# Given exercise:
Retype the items below without changes, from the start of the items through the line containing "[164,184,191,230]", including that line. Leave the pictures out of your answer.

Items on finding named things

_ _ _ _ _

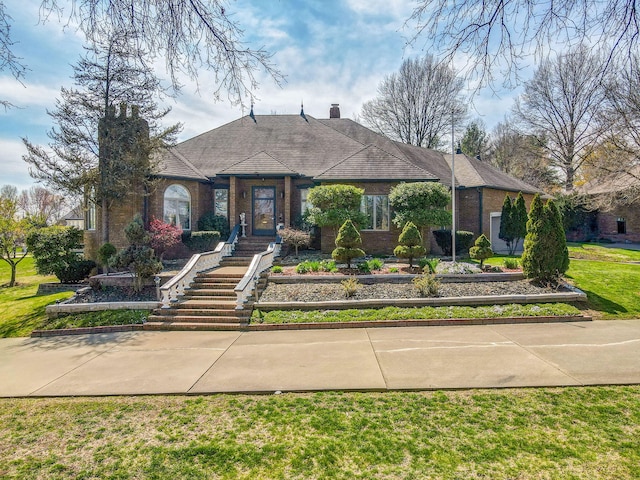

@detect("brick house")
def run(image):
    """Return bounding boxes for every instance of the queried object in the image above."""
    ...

[85,105,539,255]
[574,166,640,242]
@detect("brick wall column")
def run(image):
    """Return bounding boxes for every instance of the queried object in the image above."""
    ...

[229,177,240,229]
[284,177,291,227]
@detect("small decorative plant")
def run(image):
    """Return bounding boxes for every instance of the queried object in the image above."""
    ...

[469,233,493,269]
[340,277,361,298]
[413,274,440,297]
[502,258,520,270]
[331,220,365,268]
[393,222,426,268]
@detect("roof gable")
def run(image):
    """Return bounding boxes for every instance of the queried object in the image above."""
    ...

[314,145,437,180]
[219,151,298,175]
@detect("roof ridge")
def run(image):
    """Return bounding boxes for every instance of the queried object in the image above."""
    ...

[167,148,209,178]
[314,144,434,177]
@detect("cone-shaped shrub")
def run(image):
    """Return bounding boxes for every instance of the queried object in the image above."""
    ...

[393,222,426,268]
[469,233,493,268]
[331,220,365,268]
[522,195,569,283]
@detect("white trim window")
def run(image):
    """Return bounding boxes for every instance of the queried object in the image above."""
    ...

[213,188,229,220]
[361,195,390,231]
[164,184,191,230]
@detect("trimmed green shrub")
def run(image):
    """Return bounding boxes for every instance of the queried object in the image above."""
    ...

[278,227,311,258]
[198,212,231,240]
[522,195,569,284]
[27,226,96,283]
[56,260,96,283]
[305,185,366,233]
[393,222,426,268]
[98,242,118,273]
[469,233,493,268]
[340,277,361,298]
[331,220,365,268]
[433,230,473,257]
[412,274,440,297]
[185,231,220,253]
[114,214,162,292]
[389,182,451,232]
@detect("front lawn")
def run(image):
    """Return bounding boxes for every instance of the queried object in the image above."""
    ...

[0,257,72,337]
[0,386,640,480]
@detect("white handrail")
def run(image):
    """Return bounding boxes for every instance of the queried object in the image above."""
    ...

[235,242,280,310]
[160,238,236,308]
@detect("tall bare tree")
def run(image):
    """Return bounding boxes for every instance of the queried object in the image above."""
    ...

[18,186,72,225]
[360,55,466,148]
[406,0,640,90]
[0,0,283,104]
[460,120,489,160]
[0,1,26,109]
[487,119,558,192]
[513,46,605,192]
[23,33,180,242]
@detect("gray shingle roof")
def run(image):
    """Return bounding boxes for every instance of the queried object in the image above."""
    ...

[155,115,539,193]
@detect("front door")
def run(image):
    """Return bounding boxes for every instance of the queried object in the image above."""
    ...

[252,187,276,235]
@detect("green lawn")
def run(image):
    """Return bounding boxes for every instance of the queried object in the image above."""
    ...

[0,386,640,480]
[486,243,640,319]
[0,257,72,338]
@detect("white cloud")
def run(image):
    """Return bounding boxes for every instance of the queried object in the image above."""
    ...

[0,138,34,190]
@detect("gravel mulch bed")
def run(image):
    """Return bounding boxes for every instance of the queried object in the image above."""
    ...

[68,287,158,303]
[260,280,558,302]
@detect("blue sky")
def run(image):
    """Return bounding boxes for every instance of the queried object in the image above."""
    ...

[0,0,517,190]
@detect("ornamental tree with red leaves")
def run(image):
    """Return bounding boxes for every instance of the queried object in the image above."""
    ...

[149,217,182,261]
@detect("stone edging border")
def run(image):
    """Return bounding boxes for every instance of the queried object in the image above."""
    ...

[31,323,144,337]
[31,315,592,337]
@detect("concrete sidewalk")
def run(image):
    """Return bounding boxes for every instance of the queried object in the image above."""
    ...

[0,320,640,397]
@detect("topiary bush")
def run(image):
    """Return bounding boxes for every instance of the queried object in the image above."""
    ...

[114,214,162,292]
[469,233,493,268]
[331,220,365,268]
[522,195,569,284]
[27,226,96,283]
[198,212,231,240]
[393,222,426,268]
[433,230,473,257]
[185,231,220,253]
[98,242,118,273]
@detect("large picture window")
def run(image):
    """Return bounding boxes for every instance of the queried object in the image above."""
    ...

[361,195,389,230]
[164,185,191,230]
[213,188,229,219]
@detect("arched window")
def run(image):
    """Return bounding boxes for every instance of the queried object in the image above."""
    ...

[164,185,191,230]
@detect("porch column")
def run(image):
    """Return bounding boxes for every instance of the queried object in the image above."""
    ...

[284,177,291,227]
[229,177,240,230]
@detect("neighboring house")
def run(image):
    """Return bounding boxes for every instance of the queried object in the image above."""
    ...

[58,205,85,230]
[575,165,640,242]
[86,105,539,254]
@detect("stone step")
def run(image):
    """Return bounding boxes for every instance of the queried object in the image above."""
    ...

[148,315,248,324]
[144,321,244,331]
[179,297,236,310]
[153,305,250,318]
[184,287,236,299]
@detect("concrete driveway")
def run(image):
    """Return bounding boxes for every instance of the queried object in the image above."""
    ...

[0,320,640,397]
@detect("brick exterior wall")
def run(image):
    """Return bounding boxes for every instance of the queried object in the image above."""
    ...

[598,205,640,242]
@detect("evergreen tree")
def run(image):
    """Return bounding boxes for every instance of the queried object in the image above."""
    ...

[469,233,493,268]
[393,222,426,268]
[498,194,515,255]
[511,192,528,254]
[522,195,569,283]
[331,220,365,268]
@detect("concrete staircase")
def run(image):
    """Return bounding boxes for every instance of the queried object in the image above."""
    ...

[144,237,273,330]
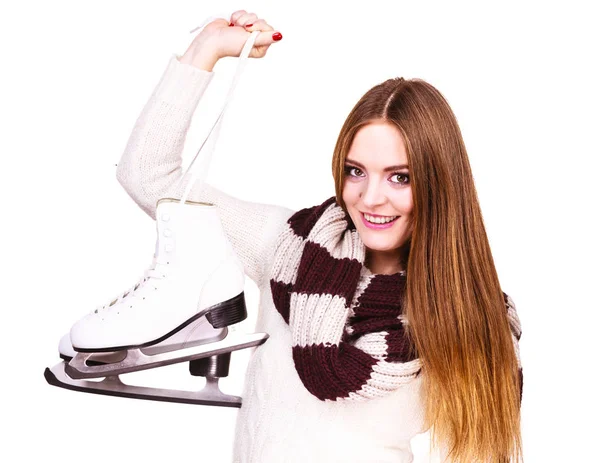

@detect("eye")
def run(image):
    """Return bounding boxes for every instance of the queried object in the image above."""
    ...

[391,172,410,185]
[344,165,362,177]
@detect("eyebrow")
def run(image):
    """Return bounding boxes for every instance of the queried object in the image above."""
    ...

[346,159,408,172]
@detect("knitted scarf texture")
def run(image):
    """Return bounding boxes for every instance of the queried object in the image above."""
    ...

[270,196,421,400]
[270,196,520,401]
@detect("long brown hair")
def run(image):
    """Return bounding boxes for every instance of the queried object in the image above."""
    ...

[332,78,522,463]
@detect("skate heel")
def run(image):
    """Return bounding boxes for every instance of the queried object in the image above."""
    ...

[190,352,231,378]
[206,291,248,328]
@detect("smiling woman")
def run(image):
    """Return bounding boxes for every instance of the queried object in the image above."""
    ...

[342,120,413,274]
[332,78,523,462]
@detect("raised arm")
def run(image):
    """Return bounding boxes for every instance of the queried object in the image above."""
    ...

[117,15,292,284]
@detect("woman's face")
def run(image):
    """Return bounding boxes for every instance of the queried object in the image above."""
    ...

[342,121,413,270]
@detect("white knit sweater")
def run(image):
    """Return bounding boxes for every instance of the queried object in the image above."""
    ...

[117,54,426,463]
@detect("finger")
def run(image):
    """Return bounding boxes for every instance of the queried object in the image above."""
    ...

[245,19,275,32]
[254,29,282,47]
[231,10,248,24]
[235,13,258,27]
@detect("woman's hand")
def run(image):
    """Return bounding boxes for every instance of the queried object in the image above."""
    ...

[180,10,282,71]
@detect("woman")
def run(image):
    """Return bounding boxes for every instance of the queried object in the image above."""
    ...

[117,10,522,463]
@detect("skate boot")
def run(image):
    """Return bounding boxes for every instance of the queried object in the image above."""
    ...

[67,198,268,372]
[44,18,268,407]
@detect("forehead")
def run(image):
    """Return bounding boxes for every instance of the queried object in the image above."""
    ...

[347,121,408,169]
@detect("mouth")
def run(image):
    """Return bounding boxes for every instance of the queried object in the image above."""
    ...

[360,212,400,230]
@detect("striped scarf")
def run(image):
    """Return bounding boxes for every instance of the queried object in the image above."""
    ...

[270,196,421,400]
[270,196,523,401]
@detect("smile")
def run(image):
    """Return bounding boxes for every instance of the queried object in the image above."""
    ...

[361,213,400,230]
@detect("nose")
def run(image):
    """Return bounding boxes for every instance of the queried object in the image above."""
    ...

[360,179,385,209]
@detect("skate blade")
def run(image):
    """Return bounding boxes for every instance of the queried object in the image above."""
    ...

[65,331,269,379]
[44,362,242,408]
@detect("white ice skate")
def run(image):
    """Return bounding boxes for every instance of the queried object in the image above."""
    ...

[44,18,268,407]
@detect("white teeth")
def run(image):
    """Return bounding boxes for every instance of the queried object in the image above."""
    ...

[363,214,399,223]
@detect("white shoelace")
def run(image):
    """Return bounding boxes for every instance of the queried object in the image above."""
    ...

[94,15,259,313]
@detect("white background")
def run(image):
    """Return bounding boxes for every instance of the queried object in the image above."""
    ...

[0,0,600,463]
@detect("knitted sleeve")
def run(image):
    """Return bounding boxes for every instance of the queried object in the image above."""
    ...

[117,54,292,284]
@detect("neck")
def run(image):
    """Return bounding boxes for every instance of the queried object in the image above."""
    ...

[365,248,407,275]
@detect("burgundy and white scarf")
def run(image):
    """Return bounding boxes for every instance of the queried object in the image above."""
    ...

[270,196,520,400]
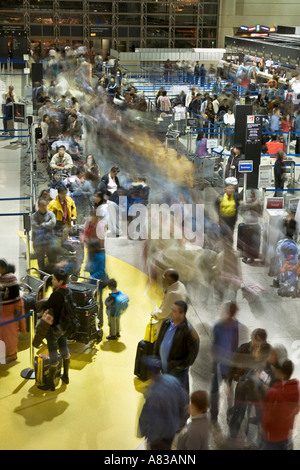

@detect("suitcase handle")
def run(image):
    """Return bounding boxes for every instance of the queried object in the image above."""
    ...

[69,274,104,287]
[26,268,52,278]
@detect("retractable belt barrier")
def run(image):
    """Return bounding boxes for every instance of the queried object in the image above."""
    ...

[0,310,35,379]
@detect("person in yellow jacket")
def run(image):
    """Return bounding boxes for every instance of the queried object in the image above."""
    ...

[215,184,239,242]
[47,183,77,241]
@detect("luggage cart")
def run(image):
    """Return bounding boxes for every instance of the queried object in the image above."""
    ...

[20,268,52,330]
[195,157,216,189]
[166,129,180,152]
[68,274,106,344]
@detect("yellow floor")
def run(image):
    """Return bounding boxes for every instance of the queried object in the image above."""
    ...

[0,256,162,450]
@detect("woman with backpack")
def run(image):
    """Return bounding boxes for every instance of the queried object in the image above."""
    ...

[35,268,71,391]
[194,131,207,175]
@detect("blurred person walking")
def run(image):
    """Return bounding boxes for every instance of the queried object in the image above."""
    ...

[0,259,26,363]
[210,302,239,422]
[151,268,188,334]
[139,357,189,450]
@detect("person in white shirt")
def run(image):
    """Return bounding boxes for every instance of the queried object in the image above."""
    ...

[50,145,74,171]
[99,166,122,237]
[151,268,188,335]
[157,90,171,113]
[213,95,220,116]
[223,108,235,150]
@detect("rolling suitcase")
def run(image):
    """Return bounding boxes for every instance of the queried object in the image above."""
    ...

[68,282,94,307]
[237,223,261,259]
[134,339,154,382]
[134,318,158,382]
[34,354,62,386]
[36,139,48,162]
[72,302,103,344]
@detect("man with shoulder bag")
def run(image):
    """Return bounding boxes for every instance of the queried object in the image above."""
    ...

[33,269,71,391]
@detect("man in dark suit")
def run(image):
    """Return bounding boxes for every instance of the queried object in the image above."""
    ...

[153,300,200,392]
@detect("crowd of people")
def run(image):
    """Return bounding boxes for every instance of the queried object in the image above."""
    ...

[0,45,300,450]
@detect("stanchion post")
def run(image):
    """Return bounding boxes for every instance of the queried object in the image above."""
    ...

[243,173,247,202]
[21,310,35,379]
[23,214,31,268]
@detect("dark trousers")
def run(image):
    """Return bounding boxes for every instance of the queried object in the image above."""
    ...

[295,137,300,155]
[210,365,226,421]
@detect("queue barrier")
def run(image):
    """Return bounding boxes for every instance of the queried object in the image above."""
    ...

[0,310,35,379]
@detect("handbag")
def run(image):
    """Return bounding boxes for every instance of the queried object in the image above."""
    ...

[144,318,158,343]
[32,310,53,348]
[268,256,281,277]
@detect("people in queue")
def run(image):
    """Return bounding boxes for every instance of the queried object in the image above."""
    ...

[0,46,300,451]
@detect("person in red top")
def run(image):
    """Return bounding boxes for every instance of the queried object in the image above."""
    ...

[262,359,300,450]
[281,114,294,149]
[266,134,285,157]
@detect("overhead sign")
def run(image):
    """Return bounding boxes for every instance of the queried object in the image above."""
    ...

[239,160,253,173]
[206,139,218,149]
[13,103,26,123]
[258,165,272,188]
[246,115,262,144]
[266,197,284,209]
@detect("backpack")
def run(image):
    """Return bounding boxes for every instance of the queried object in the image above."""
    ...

[56,289,80,339]
[105,291,129,318]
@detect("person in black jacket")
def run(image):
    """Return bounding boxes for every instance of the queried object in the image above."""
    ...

[274,150,286,197]
[38,269,70,391]
[153,300,200,392]
[225,144,243,185]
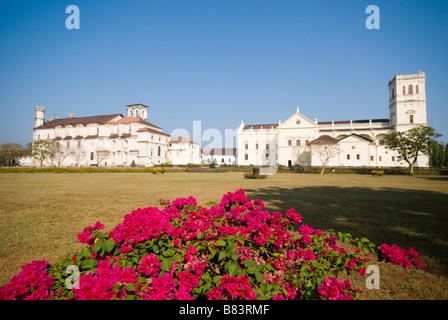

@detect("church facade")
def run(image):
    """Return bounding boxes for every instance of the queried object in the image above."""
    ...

[237,71,429,167]
[29,104,200,167]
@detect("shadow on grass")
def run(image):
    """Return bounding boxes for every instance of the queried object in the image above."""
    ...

[245,186,448,276]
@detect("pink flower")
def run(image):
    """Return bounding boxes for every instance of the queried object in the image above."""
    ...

[137,253,161,277]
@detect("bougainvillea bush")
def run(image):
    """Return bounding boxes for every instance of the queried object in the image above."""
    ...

[0,189,425,300]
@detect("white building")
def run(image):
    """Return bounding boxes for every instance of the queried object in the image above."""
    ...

[201,148,237,165]
[238,72,429,167]
[33,104,170,166]
[168,137,201,165]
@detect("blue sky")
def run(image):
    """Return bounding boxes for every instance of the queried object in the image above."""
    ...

[0,0,448,144]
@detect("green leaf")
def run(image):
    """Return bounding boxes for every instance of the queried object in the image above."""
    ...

[215,240,227,247]
[93,243,102,253]
[77,248,92,261]
[162,249,176,258]
[79,259,98,270]
[246,267,255,274]
[101,238,115,253]
[173,254,182,263]
[244,259,257,267]
[196,232,205,240]
[255,271,264,282]
[229,263,237,277]
[125,283,135,291]
[201,272,212,281]
[160,258,173,272]
[218,251,227,261]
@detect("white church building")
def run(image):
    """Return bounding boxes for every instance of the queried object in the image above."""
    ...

[238,72,429,167]
[26,104,201,167]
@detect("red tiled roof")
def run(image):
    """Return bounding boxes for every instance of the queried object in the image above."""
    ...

[108,117,162,129]
[202,148,236,156]
[243,123,278,130]
[169,137,198,144]
[34,113,123,129]
[310,135,339,144]
[137,127,170,137]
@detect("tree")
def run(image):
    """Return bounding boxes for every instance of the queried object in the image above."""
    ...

[31,140,58,167]
[311,140,341,174]
[383,125,441,174]
[443,142,448,168]
[0,143,25,166]
[429,140,445,168]
[69,147,86,166]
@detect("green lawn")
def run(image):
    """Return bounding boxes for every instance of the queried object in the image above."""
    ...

[0,172,448,299]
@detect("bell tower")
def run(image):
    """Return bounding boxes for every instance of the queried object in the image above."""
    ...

[34,106,45,128]
[389,71,427,131]
[126,103,148,120]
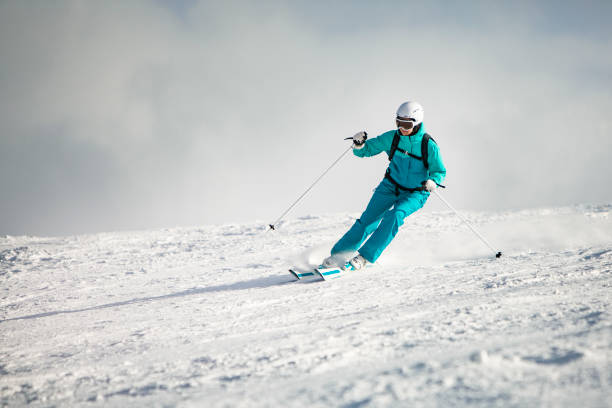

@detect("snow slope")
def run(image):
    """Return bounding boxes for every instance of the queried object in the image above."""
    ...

[0,205,612,407]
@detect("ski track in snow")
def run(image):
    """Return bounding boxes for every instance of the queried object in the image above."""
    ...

[0,205,612,407]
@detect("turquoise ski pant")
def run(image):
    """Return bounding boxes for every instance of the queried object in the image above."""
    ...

[331,179,429,263]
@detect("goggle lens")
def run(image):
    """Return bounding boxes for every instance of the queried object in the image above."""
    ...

[396,118,414,130]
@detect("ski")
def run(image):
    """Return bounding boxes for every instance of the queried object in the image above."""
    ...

[289,262,353,280]
[289,268,318,280]
[315,262,353,280]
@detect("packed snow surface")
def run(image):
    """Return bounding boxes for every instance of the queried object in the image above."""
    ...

[0,205,612,407]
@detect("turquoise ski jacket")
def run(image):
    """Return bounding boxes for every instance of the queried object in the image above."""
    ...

[353,124,446,188]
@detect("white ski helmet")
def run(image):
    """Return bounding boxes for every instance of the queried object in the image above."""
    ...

[397,101,423,126]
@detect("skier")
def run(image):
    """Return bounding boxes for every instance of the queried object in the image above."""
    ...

[322,102,446,269]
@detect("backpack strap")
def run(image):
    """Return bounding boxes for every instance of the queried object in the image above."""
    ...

[421,133,436,170]
[389,130,436,169]
[389,130,399,161]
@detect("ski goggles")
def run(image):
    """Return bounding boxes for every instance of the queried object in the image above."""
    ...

[395,116,414,130]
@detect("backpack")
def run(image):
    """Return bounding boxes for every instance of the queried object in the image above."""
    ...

[389,130,436,169]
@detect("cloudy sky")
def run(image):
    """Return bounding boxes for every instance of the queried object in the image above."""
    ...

[0,0,612,235]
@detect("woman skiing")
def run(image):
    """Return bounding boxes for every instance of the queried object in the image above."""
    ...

[323,102,446,269]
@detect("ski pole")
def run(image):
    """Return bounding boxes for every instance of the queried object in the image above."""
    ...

[268,146,353,231]
[433,190,501,258]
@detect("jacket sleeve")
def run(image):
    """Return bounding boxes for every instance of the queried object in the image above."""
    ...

[427,142,446,184]
[353,132,393,157]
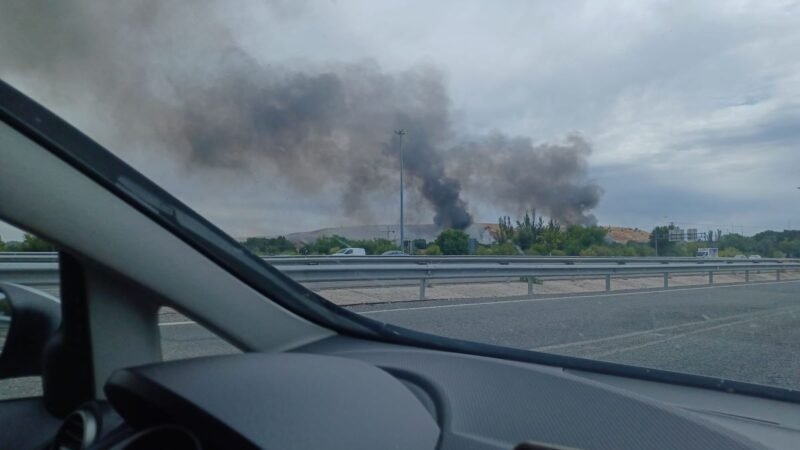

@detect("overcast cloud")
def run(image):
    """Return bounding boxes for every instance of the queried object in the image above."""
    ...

[0,0,800,243]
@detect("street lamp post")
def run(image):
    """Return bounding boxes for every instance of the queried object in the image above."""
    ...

[394,129,406,251]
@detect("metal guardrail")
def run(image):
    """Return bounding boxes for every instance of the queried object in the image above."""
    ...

[0,253,800,299]
[0,252,800,266]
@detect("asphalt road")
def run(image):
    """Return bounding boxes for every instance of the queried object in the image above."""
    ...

[350,281,800,389]
[0,281,800,398]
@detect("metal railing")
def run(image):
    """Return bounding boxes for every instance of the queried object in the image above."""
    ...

[0,253,800,299]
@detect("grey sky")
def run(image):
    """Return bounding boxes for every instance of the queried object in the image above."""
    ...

[0,0,800,243]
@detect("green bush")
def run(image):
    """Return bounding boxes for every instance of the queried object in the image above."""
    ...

[436,229,469,255]
[425,244,442,256]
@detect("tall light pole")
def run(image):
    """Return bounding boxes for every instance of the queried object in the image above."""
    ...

[394,129,406,252]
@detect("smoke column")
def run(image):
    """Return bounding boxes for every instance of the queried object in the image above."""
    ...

[0,1,602,229]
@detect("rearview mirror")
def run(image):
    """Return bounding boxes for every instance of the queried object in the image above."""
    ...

[0,283,61,379]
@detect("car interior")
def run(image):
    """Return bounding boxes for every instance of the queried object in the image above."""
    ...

[0,79,800,449]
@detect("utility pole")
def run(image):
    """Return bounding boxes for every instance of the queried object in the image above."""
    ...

[394,129,406,252]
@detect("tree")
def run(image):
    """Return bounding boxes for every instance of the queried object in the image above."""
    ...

[244,236,296,255]
[650,224,675,256]
[436,228,469,255]
[497,216,514,244]
[425,244,442,256]
[5,233,56,252]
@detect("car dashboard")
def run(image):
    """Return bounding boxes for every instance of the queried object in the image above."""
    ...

[43,338,800,450]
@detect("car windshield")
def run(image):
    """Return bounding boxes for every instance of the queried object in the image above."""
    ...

[0,0,800,390]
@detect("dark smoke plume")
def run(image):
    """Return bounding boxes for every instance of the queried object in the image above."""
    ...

_ _ _ _ _

# Worked solution:
@detect("brick house")
def run(image):
    """Return bounding boxes for every instance of the queried object in the image above."""
    ...

[85,105,539,255]
[574,166,640,242]
@detect("brick wall column")
def run(image):
    """Return bounding boxes for every instance of the queried object in the image above."""
    ...

[229,177,240,229]
[284,177,291,227]
@detect("small decorative plant")
def run(image):
    """Return bounding boxes for every instance of the queried object in the image above."""
    ...

[469,233,493,269]
[340,277,361,298]
[413,274,440,297]
[502,258,520,270]
[331,220,365,268]
[393,222,426,268]
@detect("roof gable")
def run(image):
    """Return bounding boxes for every instance of the queried object in the image above."""
    ...

[314,145,437,180]
[219,151,298,175]
@detect("roof ridge")
def run(image):
    """Return bounding boxes for every instance of the queried object in the image above."""
    ...

[167,148,209,178]
[314,144,434,177]
@detect("cone-shaped shrub")
def run(image):
    """Return bounding boxes for every instance of the queried object in the image above."""
    ...

[393,222,426,268]
[469,233,493,268]
[331,220,365,268]
[522,195,569,283]
@detect("white trim window")
def run(image):
    """Return bounding boxes for every instance of the queried object in the image above."""
    ...

[213,188,229,220]
[361,195,390,231]
[164,184,191,230]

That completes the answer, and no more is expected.